ASSIGNED TASK:
For this exercise, return all the data exactly as it stands.

DATA FOR REVIEW:
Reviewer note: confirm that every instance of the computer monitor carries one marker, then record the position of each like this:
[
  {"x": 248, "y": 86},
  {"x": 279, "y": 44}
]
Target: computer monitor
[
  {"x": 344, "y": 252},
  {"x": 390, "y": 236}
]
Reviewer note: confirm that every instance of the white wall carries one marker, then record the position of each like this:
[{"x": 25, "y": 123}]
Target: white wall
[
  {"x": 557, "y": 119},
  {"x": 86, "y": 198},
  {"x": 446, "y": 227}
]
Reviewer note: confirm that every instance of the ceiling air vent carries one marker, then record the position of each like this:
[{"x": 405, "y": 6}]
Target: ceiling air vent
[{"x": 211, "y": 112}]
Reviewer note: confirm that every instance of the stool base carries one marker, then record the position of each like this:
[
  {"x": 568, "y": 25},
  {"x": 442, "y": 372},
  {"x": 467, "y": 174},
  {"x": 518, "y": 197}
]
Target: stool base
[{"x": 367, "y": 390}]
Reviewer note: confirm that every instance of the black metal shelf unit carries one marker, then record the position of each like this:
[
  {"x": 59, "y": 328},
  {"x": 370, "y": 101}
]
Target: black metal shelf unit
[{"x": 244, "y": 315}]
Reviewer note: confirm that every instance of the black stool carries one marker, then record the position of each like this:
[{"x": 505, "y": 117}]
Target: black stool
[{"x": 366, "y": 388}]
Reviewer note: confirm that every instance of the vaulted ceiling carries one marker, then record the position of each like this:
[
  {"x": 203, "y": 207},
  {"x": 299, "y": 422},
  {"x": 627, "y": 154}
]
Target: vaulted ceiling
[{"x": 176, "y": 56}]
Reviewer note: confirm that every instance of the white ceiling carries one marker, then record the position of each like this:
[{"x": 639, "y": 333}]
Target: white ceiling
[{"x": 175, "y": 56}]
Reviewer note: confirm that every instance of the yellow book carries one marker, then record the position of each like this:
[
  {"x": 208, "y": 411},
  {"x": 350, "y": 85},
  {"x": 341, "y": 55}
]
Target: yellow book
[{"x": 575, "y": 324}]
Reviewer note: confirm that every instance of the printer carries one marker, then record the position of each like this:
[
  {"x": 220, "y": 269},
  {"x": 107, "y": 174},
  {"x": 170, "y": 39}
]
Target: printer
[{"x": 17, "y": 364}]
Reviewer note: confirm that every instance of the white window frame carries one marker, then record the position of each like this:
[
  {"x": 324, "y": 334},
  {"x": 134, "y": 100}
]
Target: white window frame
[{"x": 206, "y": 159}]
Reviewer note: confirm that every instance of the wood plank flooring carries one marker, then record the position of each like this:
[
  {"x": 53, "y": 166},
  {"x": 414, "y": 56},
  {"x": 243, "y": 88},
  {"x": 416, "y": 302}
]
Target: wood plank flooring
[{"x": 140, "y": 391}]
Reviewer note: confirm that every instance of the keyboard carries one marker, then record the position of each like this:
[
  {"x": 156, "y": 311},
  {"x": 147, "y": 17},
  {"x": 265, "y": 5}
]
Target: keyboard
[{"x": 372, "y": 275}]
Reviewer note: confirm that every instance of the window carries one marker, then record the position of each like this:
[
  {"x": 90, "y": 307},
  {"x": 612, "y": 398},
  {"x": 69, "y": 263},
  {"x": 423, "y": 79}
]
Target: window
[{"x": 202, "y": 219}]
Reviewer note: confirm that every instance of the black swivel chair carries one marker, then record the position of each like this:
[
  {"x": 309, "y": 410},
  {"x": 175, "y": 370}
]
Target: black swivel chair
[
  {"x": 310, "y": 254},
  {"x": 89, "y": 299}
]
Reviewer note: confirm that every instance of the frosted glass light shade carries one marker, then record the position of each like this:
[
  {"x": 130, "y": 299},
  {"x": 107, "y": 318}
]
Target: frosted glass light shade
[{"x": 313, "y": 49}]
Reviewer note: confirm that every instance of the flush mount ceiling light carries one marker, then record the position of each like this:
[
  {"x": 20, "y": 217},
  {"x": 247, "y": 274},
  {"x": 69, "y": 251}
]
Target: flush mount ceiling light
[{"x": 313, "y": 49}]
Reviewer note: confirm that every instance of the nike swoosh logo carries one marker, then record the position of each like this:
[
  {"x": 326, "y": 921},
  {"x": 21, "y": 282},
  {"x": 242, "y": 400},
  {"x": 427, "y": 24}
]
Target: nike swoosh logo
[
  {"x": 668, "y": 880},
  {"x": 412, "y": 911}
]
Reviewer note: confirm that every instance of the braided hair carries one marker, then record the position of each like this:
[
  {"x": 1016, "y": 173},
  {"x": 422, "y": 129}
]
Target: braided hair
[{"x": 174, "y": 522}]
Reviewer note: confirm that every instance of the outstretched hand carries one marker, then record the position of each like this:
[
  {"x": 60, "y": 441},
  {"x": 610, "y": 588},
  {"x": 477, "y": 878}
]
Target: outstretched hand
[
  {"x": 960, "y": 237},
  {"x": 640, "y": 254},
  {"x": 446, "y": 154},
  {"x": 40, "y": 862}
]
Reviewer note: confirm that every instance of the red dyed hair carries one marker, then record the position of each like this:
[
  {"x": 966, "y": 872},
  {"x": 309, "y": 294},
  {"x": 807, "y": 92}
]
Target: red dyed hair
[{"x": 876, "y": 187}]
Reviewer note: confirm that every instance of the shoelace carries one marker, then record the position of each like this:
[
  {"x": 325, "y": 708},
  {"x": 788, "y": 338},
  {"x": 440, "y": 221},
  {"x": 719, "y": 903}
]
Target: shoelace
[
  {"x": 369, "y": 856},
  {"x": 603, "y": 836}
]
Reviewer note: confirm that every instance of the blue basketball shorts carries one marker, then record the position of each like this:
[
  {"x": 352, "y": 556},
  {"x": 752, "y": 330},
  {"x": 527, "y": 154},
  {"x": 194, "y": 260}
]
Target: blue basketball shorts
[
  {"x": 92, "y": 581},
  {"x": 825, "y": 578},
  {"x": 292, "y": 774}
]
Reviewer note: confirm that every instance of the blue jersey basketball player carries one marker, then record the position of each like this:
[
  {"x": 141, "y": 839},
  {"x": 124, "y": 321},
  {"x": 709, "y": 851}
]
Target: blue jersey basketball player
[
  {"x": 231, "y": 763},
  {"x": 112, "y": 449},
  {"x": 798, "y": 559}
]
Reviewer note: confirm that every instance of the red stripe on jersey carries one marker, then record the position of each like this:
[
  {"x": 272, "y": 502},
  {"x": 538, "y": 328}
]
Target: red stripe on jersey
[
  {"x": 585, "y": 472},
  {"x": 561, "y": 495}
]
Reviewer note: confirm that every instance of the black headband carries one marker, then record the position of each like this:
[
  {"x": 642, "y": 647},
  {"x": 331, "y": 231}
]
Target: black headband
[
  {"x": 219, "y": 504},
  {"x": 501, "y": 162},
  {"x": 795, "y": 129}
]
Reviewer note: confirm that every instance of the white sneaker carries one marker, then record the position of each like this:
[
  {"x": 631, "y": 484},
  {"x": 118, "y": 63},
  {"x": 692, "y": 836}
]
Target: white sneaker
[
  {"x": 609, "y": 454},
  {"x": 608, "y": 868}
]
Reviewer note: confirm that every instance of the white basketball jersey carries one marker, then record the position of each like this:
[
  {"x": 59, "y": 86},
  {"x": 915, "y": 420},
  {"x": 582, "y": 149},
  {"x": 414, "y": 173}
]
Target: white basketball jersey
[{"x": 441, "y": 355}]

SOLUTION TO THE PROBLEM:
Reviewer note: confirm that every instance of the computer monitor carries one marker, then record the position of each like this:
[
  {"x": 248, "y": 86},
  {"x": 279, "y": 44}
]
Target: computer monitor
[
  {"x": 344, "y": 252},
  {"x": 390, "y": 236}
]
Reviewer note: confirm that every instance of the white wall carries one marker, then record the position of each like this:
[{"x": 25, "y": 123}]
Target: white wall
[
  {"x": 557, "y": 119},
  {"x": 86, "y": 198},
  {"x": 446, "y": 227}
]
Reviewer note: confirm that every instance of the ceiling air vent carries one marker, then record the position of each like this:
[{"x": 405, "y": 6}]
Target: ceiling air vent
[{"x": 211, "y": 112}]
Reviewer note: confirm that every instance of the stool base carries one marker, then record the position of each like this:
[
  {"x": 568, "y": 25},
  {"x": 442, "y": 372},
  {"x": 467, "y": 174},
  {"x": 518, "y": 197}
]
Target: stool base
[{"x": 367, "y": 390}]
Reviewer note: confirm that every instance of the black metal shelf unit carries one marker, then record the position of each like this:
[
  {"x": 59, "y": 328},
  {"x": 370, "y": 101}
]
Target: black metal shelf unit
[{"x": 244, "y": 315}]
Reviewer note: confirm that every instance of the black stool carries one marker, then record the position of each like this:
[{"x": 505, "y": 117}]
Target: black stool
[{"x": 366, "y": 388}]
Reviewer note: confirm that every instance of the vaulted ceiling carries one marker, then record the position of each like this:
[
  {"x": 203, "y": 207},
  {"x": 299, "y": 422},
  {"x": 627, "y": 154}
]
Target: vaulted ceiling
[{"x": 176, "y": 56}]
Reviewer note: confirm that every instance of the white ceiling carries one marker, then record the position of each like this:
[{"x": 639, "y": 333}]
Target: white ceiling
[{"x": 175, "y": 56}]
Reviewer note: confirm that every instance of the yellow book carries one marker, then record the position of each like this:
[
  {"x": 208, "y": 411},
  {"x": 350, "y": 85},
  {"x": 341, "y": 55}
]
Target: yellow book
[{"x": 575, "y": 324}]
Reviewer note: confirm that every instance of the printer carries one marker, then record the position of each like this:
[
  {"x": 220, "y": 269},
  {"x": 107, "y": 174},
  {"x": 170, "y": 39}
]
Target: printer
[{"x": 17, "y": 364}]
Reviewer note: confirm that every instance of the white window frame carries one marker, then record the position of each like this:
[
  {"x": 324, "y": 334},
  {"x": 134, "y": 100}
]
Target: white window frame
[{"x": 206, "y": 159}]
Reviewer note: confirm that every instance of the wood plank flooring carries one marker, then record the position of each like this:
[
  {"x": 53, "y": 166},
  {"x": 414, "y": 56},
  {"x": 243, "y": 88},
  {"x": 416, "y": 302}
]
Target: wood plank flooring
[{"x": 140, "y": 391}]
Reviewer note: confirm that every instance of the keyboard carries one marker, then record the position of each like this:
[
  {"x": 156, "y": 311},
  {"x": 147, "y": 17},
  {"x": 265, "y": 5}
]
Target: keyboard
[{"x": 372, "y": 275}]
Reviewer note: confirm that every instance of the window carries one marker, then record the position of each like this:
[
  {"x": 90, "y": 307},
  {"x": 612, "y": 398},
  {"x": 69, "y": 263},
  {"x": 423, "y": 79}
]
Target: window
[{"x": 202, "y": 219}]
Reviewer note: confirm that every instance of the black swivel chair carries one marker, then record the position of each like this:
[
  {"x": 309, "y": 410},
  {"x": 175, "y": 370}
]
Target: black swivel chair
[
  {"x": 310, "y": 254},
  {"x": 89, "y": 299}
]
Reviewer note: confirm that every instance of the frosted glass light shade carries one marker, then record the position of each like this:
[
  {"x": 130, "y": 299},
  {"x": 107, "y": 318}
]
Target: frosted glass light shade
[{"x": 313, "y": 49}]
Reviewer note: confirm that every instance of the flush mount ceiling light carries one marker, then record the position of each like this:
[
  {"x": 20, "y": 217},
  {"x": 247, "y": 274},
  {"x": 69, "y": 251}
]
Target: flush mount ceiling light
[{"x": 313, "y": 49}]
Reviewer note: confirm that every instance of the nike swoosh logo carries one marker, then record the position of each like this:
[
  {"x": 326, "y": 921},
  {"x": 21, "y": 282},
  {"x": 242, "y": 400},
  {"x": 427, "y": 24}
]
Target: nike swoosh logo
[
  {"x": 668, "y": 880},
  {"x": 412, "y": 911}
]
Reviewer note: confirm that every instance of the braided hair carries one marker, then record the position of each like this:
[
  {"x": 1016, "y": 173},
  {"x": 422, "y": 129}
]
Target: braided hair
[{"x": 174, "y": 522}]
Reviewer note: confirm that every instance of the outstretched hand carries one marker, then record the position of each like this:
[
  {"x": 60, "y": 441},
  {"x": 610, "y": 588},
  {"x": 477, "y": 878}
]
Target: outstretched hand
[
  {"x": 960, "y": 237},
  {"x": 640, "y": 254},
  {"x": 446, "y": 154},
  {"x": 40, "y": 862}
]
Reviewer note: confirm that every instance of the red dyed hair carries one marker, then record the position of each like this:
[
  {"x": 966, "y": 872},
  {"x": 309, "y": 294},
  {"x": 807, "y": 92}
]
Target: red dyed hair
[{"x": 876, "y": 187}]
Reviewer note: confirm that every instance of the shoelace carries one marker, then record the position of each like this:
[
  {"x": 325, "y": 708},
  {"x": 788, "y": 338},
  {"x": 440, "y": 221},
  {"x": 719, "y": 903}
]
Target: shoelace
[
  {"x": 369, "y": 856},
  {"x": 603, "y": 836}
]
Reviewer note: confirm that every instance of the blue basketball shorts carries one marker, then record the position of each like this:
[
  {"x": 352, "y": 556},
  {"x": 752, "y": 330},
  {"x": 527, "y": 154},
  {"x": 194, "y": 260}
]
Target: blue basketball shorts
[
  {"x": 92, "y": 581},
  {"x": 825, "y": 578},
  {"x": 292, "y": 774}
]
Reviewer note: confirm that every instance of the blue jersey basketball player carries one marker, then record the position of each like this:
[
  {"x": 141, "y": 839},
  {"x": 124, "y": 321},
  {"x": 709, "y": 851}
]
Target: blue jersey basketball player
[
  {"x": 231, "y": 763},
  {"x": 112, "y": 449},
  {"x": 798, "y": 559}
]
Reviewer note: confirm that every instance of the red stripe on jersey carries one marker, then record the position of each like this:
[
  {"x": 272, "y": 502},
  {"x": 538, "y": 328}
]
Target: red stripe on jersey
[
  {"x": 585, "y": 472},
  {"x": 561, "y": 495}
]
Reviewer note: confirm that every instance of the black headband carries one marker, then record the position of each like this:
[
  {"x": 642, "y": 647},
  {"x": 331, "y": 231}
]
Target: black headband
[
  {"x": 219, "y": 504},
  {"x": 501, "y": 162},
  {"x": 795, "y": 129}
]
Reviewer note: confirm that every instance of the white sneaker carries one marker, then record the position of each like this:
[
  {"x": 631, "y": 484},
  {"x": 118, "y": 63},
  {"x": 692, "y": 836}
]
Target: white sneaker
[
  {"x": 609, "y": 454},
  {"x": 608, "y": 868}
]
Reviewer note: confirm that every instance of the white basketball jersey carries one marker, then record the position of each like this:
[
  {"x": 59, "y": 86},
  {"x": 915, "y": 420},
  {"x": 582, "y": 149},
  {"x": 414, "y": 173}
]
Target: white basketball jersey
[{"x": 441, "y": 355}]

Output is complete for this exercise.